* [DIRECTIONS]: The reply should consist of the full listing, written out exactly.

* [EXTRACTED MATERIAL]:

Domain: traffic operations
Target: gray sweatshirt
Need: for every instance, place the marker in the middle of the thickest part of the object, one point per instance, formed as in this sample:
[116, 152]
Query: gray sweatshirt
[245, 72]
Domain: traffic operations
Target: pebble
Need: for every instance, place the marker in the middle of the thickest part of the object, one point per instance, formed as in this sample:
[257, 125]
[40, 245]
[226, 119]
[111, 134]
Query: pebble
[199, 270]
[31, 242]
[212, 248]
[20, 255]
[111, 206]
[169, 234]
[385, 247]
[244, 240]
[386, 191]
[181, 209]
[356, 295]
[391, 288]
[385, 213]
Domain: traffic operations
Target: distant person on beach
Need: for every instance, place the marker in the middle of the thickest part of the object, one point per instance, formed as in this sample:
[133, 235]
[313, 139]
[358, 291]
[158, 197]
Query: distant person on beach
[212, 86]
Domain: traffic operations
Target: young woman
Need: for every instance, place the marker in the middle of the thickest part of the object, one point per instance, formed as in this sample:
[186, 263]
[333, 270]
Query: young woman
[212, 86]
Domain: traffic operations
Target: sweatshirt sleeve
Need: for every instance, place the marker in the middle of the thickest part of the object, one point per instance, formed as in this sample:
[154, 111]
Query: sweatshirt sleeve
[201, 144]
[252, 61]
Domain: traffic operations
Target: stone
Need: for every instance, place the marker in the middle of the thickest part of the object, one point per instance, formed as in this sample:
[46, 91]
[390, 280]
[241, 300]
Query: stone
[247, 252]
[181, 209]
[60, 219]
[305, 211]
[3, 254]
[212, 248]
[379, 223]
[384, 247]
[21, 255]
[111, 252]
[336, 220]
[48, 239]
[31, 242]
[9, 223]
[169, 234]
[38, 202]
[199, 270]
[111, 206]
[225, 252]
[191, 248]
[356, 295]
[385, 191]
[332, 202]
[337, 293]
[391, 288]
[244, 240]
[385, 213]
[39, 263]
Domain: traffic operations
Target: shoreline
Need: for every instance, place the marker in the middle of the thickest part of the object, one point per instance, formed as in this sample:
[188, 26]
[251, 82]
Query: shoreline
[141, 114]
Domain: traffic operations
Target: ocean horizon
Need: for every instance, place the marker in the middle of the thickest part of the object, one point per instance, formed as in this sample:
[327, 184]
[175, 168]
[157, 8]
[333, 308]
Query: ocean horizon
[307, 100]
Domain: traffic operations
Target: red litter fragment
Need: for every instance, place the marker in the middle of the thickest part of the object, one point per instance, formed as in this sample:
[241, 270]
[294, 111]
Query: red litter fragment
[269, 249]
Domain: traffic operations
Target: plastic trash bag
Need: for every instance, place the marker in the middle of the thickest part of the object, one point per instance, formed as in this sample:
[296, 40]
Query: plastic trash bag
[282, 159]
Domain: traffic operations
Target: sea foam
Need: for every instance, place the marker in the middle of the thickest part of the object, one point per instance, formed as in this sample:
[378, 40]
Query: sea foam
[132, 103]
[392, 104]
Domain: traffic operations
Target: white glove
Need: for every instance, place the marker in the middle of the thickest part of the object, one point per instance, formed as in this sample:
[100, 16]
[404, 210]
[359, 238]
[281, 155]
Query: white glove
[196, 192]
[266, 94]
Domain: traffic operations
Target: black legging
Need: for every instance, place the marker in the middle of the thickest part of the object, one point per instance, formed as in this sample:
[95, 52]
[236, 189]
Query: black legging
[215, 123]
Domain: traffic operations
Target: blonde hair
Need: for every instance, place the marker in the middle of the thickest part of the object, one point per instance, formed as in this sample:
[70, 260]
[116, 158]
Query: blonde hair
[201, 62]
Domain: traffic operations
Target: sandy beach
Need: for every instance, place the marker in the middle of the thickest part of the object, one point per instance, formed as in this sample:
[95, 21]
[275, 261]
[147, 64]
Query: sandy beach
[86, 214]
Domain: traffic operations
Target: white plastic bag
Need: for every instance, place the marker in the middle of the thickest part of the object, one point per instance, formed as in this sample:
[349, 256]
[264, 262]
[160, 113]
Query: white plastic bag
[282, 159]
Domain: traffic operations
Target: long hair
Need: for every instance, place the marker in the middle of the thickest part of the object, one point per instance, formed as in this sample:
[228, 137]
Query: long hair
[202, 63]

* [EXPECTED ANSWER]:
Domain: traffic operations
Target: gray sweatshirt
Need: for every instance, place the marker in the middle of the thickest part of the object, one point per instance, formed as in this sample:
[116, 152]
Query: gray sweatshirt
[245, 72]
Domain: traffic operations
Target: pebble
Need: for every instance, place the marker in the middle of the thickest part of the object, one point per instance, formed as in this sample:
[257, 125]
[40, 245]
[226, 119]
[111, 134]
Query: pebble
[199, 270]
[31, 242]
[212, 248]
[20, 255]
[111, 206]
[169, 234]
[385, 247]
[244, 240]
[386, 191]
[181, 209]
[356, 295]
[391, 288]
[385, 213]
Domain: traffic operations
Target: distant person on beach
Need: for every instance, place the marker in the middle of the thickest part of the object, one point per instance, formed as in this sample:
[133, 235]
[313, 139]
[358, 291]
[158, 197]
Query: distant person on beach
[212, 86]
Domain: traffic operations
Target: young woman
Need: for every instance, place the marker in the middle of the thickest part of the object, one point per instance, formed as in this sample:
[186, 263]
[333, 270]
Query: young woman
[212, 86]
Domain: traffic operations
Target: sweatshirt sleeve
Need: for every instance, place the marker in the middle of the thickest part of the object, one point per instance, formed as in this sample:
[154, 111]
Query: sweatshirt sleeve
[201, 144]
[252, 61]
Domain: traffic operations
Target: stone
Need: for every instance, place the marker in the middle of the thickest part of the object, one point per instance, formed as in this sample:
[46, 91]
[390, 280]
[241, 300]
Query: stone
[247, 252]
[181, 209]
[60, 219]
[305, 211]
[3, 254]
[212, 248]
[379, 223]
[384, 247]
[21, 255]
[111, 252]
[336, 220]
[48, 239]
[31, 242]
[9, 223]
[169, 234]
[38, 202]
[199, 270]
[111, 206]
[225, 252]
[191, 248]
[356, 295]
[385, 191]
[332, 202]
[337, 293]
[391, 288]
[244, 240]
[385, 213]
[39, 263]
Domain: traffic operations
Target: shoreline
Need: for every instance, place the marker in the middle of the thickest part of the object, one point per instance, formed as in this sample:
[188, 26]
[251, 82]
Query: shoreline
[141, 114]
Domain: traffic operations
Target: ocean horizon
Need: for every instance, place the marker in the middle of the thickest part of the object, one point per instance, formed as in this sample:
[327, 184]
[175, 168]
[157, 8]
[333, 308]
Query: ocean horizon
[307, 100]
Domain: traffic operations
Target: red litter fragment
Need: for every instance, place the marker in the middle of the thickest part of the object, one point per instance, formed as in this sample:
[241, 270]
[294, 111]
Query: red litter fragment
[269, 249]
Domain: traffic operations
Target: plastic trash bag
Need: for every instance, place the marker in the middle of the thickest part of the object, one point per instance, formed as in this sample:
[296, 40]
Query: plastic trash bag
[282, 159]
Domain: traffic operations
Target: sea foam
Need: for every instance, place the marker in the middle of the thickest part of the object, one point per instance, formed as in this sample:
[378, 40]
Query: sea foam
[132, 103]
[392, 104]
Domain: traffic operations
Target: white glove
Need: for every instance, place the marker in the middle of the thickest part of the object, one point per instance, formed as in this sample:
[100, 16]
[404, 210]
[359, 238]
[281, 155]
Query: white glove
[196, 192]
[266, 94]
Domain: traffic operations
Target: black legging
Need: for every instance, place the marker in the middle of the thickest part of the object, one point per instance, formed as in this sample:
[95, 52]
[236, 189]
Query: black legging
[215, 123]
Domain: traffic operations
Target: blonde hair
Need: for every instance, place the marker in the middle of the thickest part of the object, one point per instance, formed as in this sample:
[70, 260]
[116, 158]
Query: blonde hair
[201, 62]
Domain: traffic operations
Target: sandy beach
Need: for every instance, place the marker in the middle of the thickest part of the object, one point per instance, formed as in this sample:
[95, 21]
[275, 261]
[147, 64]
Query: sandy beach
[86, 214]
Domain: traffic operations
Target: white plastic bag
Need: for every instance, place the marker in the middle of the thickest part of the object, one point per instance, formed as in this sample:
[349, 256]
[264, 262]
[160, 113]
Query: white plastic bag
[282, 159]
Domain: traffic operations
Target: long hair
Need: for every instance, place the marker in the middle of the thickest part of the object, one point per instance, formed as in this sample:
[228, 137]
Query: long hair
[202, 63]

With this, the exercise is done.